## Exercise
Copy each line of the records below that has "orange" in it.

Image-grounded pointing data:
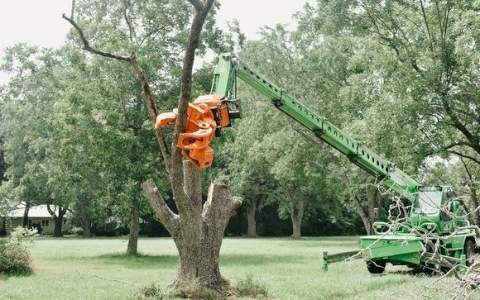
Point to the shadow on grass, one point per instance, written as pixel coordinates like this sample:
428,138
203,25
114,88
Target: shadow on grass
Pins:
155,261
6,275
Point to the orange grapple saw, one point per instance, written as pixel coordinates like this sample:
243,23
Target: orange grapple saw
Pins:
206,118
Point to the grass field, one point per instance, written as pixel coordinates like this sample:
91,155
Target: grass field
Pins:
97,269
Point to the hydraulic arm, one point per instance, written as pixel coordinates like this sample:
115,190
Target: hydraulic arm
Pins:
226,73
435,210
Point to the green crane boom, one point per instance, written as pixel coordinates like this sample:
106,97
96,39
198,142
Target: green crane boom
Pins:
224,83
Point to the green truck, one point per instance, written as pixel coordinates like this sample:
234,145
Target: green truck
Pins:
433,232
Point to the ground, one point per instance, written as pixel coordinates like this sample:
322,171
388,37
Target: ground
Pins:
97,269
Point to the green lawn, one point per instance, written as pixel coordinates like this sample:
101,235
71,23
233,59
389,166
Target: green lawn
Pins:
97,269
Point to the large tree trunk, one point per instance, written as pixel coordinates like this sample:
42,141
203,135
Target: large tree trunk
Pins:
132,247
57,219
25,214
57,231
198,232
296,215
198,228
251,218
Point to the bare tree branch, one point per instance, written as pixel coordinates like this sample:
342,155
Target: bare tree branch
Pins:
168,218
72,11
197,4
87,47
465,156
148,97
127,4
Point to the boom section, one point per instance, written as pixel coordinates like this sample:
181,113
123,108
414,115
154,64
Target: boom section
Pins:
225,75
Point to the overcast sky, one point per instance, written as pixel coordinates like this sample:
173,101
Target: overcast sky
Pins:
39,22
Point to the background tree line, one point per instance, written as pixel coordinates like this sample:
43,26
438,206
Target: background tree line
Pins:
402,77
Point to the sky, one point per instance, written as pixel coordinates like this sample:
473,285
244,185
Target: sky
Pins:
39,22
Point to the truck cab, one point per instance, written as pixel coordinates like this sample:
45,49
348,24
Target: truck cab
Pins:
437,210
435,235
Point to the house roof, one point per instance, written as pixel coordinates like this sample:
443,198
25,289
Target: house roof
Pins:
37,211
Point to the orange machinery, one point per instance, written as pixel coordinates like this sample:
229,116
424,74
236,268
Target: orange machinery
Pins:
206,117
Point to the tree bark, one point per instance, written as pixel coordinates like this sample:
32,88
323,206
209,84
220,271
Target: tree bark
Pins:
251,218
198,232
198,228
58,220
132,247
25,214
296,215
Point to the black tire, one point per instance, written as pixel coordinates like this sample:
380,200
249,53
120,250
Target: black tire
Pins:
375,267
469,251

## Solved problem
Point to the orange grapple saw, one point per instance, written as pixel coordinates like this sample:
Target: orange grapple saw
Point to the orange machinery, one point per instance, written as pixel coordinates like this sample:
Target: orange machinery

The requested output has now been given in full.